• THE TASK: Type out the complete listing below word for word, without its pictures.

----

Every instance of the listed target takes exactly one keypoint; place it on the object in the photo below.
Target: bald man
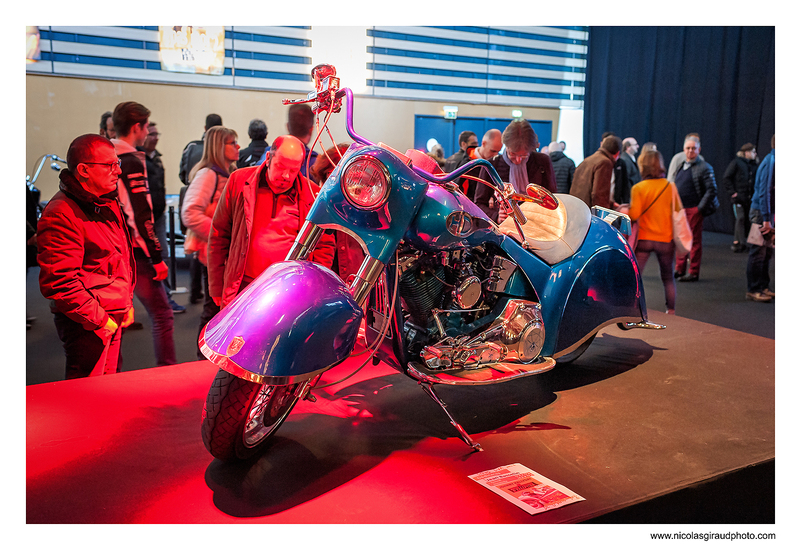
(257, 219)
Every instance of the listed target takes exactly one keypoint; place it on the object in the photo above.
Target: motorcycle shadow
(346, 433)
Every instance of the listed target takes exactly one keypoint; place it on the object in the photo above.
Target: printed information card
(529, 490)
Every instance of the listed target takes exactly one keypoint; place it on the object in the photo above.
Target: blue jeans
(758, 267)
(665, 253)
(154, 298)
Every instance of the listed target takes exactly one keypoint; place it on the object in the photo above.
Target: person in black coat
(739, 181)
(563, 167)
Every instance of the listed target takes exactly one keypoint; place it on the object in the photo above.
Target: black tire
(572, 356)
(227, 429)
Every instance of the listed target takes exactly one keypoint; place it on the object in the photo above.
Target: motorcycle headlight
(366, 183)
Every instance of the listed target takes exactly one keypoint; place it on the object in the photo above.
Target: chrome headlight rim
(386, 176)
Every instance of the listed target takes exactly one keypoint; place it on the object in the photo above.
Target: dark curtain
(660, 83)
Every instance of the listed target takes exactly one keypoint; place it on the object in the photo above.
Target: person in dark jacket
(519, 164)
(592, 180)
(131, 121)
(563, 167)
(739, 180)
(697, 188)
(86, 258)
(466, 141)
(762, 213)
(628, 157)
(257, 130)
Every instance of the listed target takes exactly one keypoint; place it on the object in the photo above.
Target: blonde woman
(207, 179)
(651, 206)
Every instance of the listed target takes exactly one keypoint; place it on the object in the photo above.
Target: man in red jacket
(86, 259)
(257, 219)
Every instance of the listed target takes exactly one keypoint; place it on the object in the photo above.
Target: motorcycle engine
(448, 298)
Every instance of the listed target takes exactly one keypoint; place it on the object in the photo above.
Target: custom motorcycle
(444, 294)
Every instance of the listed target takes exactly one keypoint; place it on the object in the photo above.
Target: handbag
(681, 232)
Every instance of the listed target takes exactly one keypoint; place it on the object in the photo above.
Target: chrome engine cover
(515, 336)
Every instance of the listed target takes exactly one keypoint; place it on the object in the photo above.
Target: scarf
(518, 173)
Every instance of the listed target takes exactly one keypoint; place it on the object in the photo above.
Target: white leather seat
(554, 235)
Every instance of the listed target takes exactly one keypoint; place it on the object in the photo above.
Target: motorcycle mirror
(542, 196)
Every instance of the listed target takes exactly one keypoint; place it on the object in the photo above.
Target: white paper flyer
(529, 490)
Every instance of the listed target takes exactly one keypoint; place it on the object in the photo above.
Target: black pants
(85, 350)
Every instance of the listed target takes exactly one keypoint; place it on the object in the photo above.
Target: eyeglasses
(109, 165)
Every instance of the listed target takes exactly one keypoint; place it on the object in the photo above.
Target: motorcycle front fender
(296, 320)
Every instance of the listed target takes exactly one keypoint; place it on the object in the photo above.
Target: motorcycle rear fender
(599, 285)
(296, 320)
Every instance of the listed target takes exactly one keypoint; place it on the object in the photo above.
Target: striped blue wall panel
(529, 66)
(532, 66)
(261, 57)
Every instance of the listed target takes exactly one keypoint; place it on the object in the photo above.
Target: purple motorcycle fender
(296, 320)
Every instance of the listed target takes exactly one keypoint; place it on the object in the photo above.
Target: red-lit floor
(640, 415)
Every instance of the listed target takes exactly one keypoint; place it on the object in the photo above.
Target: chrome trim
(428, 388)
(502, 372)
(229, 365)
(367, 276)
(381, 166)
(305, 242)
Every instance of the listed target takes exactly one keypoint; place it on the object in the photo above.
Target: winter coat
(198, 208)
(85, 254)
(134, 197)
(592, 180)
(229, 238)
(762, 207)
(740, 178)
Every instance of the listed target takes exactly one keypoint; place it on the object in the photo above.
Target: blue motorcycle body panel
(382, 229)
(296, 319)
(598, 284)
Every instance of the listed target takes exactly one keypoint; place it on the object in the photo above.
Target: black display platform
(641, 419)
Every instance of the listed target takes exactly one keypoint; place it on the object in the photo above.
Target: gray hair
(257, 129)
(519, 136)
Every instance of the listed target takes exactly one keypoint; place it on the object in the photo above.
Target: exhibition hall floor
(648, 426)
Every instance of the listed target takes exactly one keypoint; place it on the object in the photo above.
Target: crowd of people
(101, 240)
(614, 178)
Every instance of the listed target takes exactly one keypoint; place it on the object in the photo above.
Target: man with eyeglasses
(86, 259)
(131, 121)
(519, 164)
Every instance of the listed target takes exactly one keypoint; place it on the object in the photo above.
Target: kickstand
(461, 431)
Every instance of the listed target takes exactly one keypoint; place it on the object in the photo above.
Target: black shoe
(136, 325)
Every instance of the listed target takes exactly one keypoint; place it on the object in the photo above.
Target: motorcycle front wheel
(240, 416)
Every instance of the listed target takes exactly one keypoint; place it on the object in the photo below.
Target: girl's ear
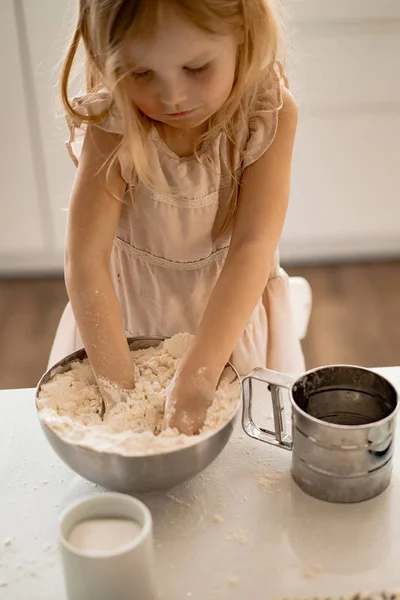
(240, 36)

----

• ANSWER BOX:
Every instance of the listed target takes exactly one keypoint; place it on the object in the photo below.
Target: bald man
(257, 219)
Every instance of the listed target takes exactly one keypoint; place it on the object in the photo above.
Target: motorcycle shadow
(346, 433)
Every instance of the listed target takes exactly one keypoint; place it on the object in the photo above.
Target: printed information card
(529, 490)
Every instance of the listed target takes exactly one keypoint; place it on the object in the photo above.
Target: blue jeans
(758, 267)
(665, 253)
(154, 298)
Every instance of the listed target takes exactly one keypoint; place it on the object in the photo above.
Target: person in black coat
(739, 181)
(563, 167)
Every instance of the listed target takes exactly one keypoint; place it on the object in the photo above.
Target: black tire
(572, 356)
(227, 429)
Every instance of the listed target takes exactly one keypoint; place it on the object in the photo above.
Target: motorcycle headlight
(366, 183)
Every instance of the listed target takes exactly one keypoint; place it on the object in the photo above.
Target: chrome headlight rim
(386, 176)
Every instance of the listed target takes exactly one keypoint; place it on the object in the photo above.
Target: dark curtain
(660, 83)
Every instance of the listed target takes exactly one keypoint; place it on the object in the photo above.
Target: person in dark jacket
(519, 164)
(592, 180)
(131, 121)
(563, 167)
(739, 180)
(697, 188)
(86, 258)
(466, 141)
(762, 213)
(628, 157)
(257, 130)
Every instance of the listed target takes exactly one keypoint; place it on the object in the photo above.
Target: blonde woman
(207, 179)
(651, 206)
Every instance of the listed target takes exactly one keypoint; place it on the object in the photo above.
Target: man in red jacket
(86, 259)
(257, 219)
Every instance of the listed target takes exactly one keypoint; place it on the object in the photo above.
Target: motorcycle engine
(448, 298)
Every instance of the listed target takes exactly one keypoint; place it on the object in the photo above.
Target: custom motorcycle
(444, 294)
Every instance of the listed target takes exactly one keypoint; place it on the object in the photo above.
Target: handbag
(681, 232)
Every instance of the listed target takes exactly one keypoint; place it on the object in the photo above.
Target: chrome engine cover
(515, 336)
Every instance of the listed target takes exactly one keypoint; place it on the object in the photo above.
Target: scarf
(518, 173)
Every instance of the listed target takes exactly one keypoint; place it on the object in the photo above.
Target: white leather seat
(554, 235)
Every instance of the listed target takes exactly one keypoint; place it on the object in the photo above.
Target: motorcycle mirror
(542, 196)
Every instance of the listed target takes exactly one keypoint; place it on the object in the photo above.
Target: white paper flyer
(529, 490)
Every instance of the listed target takes exactly one keypoint; place it on the object in the photo above.
Target: black pants
(85, 350)
Every instance of the listed target takes exactly one keypoint; place it on the object in the photo above.
Target: eyeglasses
(109, 165)
Every instance of the listed target takes exactly one keypoint; place it on the object in the photo above.
Target: motorcycle front fender
(296, 320)
Every instance of the listed target takes exactly one keypoint; place it on the object in the photo above.
Target: motorcycle rear fender
(599, 285)
(296, 320)
Every instance of the listed target takes exactly one keypoint; place it on the object in the photo above.
Target: striped blue wall panel
(529, 66)
(532, 66)
(261, 57)
Every instance of the listed target takes exactly one keypoint; place it on the object in the photo above.
Target: purple motorcycle fender
(296, 320)
Every instance of the listed target takes exactly one keypoint; place it on the object in the photo above.
Target: red-lit floor
(640, 415)
Every instance of the listed target takes exactly one keypoint; place it on the object in the photo above.
Target: chrome trim
(428, 388)
(502, 372)
(229, 365)
(367, 276)
(381, 166)
(305, 242)
Every instance of the listed target takes exactly one keypoint; place it on the object in the photo above.
Target: winter coat
(198, 208)
(85, 254)
(134, 197)
(592, 180)
(229, 238)
(762, 207)
(740, 178)
Every instance of the listed target takes exactly one keypoint; place it on the object in the photo above.
Target: blue motorcycle body panel
(382, 229)
(296, 319)
(598, 284)
Every instance of the listed target takes exactly one keypoint; place it on the object in the photo above.
Target: black display platform
(641, 419)
Every instance of the listed target takes exactly one keypoint; place it on the object in the photo above.
Target: gray hair
(257, 129)
(519, 136)
Every instance of the listed target takes exactly one keypoint; place it on the object in the photo above.
Target: exhibition hall floor
(648, 426)
Every instance of the listed target takes exactly one keypoint; place it on the object in the photo above.
Target: crowd of people
(101, 240)
(614, 178)
Every instance of the listed target takes exactly one keypoint; place it on the object in the photo above.
Target: man with eyeglasses
(86, 259)
(131, 121)
(519, 164)
Every instance of the listed target takes exactly one keypoint; place it on the object in the photo above.
Target: kickstand
(461, 431)
Every instance of the listed target takes exactly one keypoint; place it on the object in the photo above.
Target: black shoe
(136, 325)
Every instance of the listed target takes exactly one keypoint; place it on the object in the photo above.
Target: motorcycle front wheel
(240, 416)
Every instance of the listed target takes exactly one keypoint; place it on the object in the photo below.
Target: girl's ear
(240, 36)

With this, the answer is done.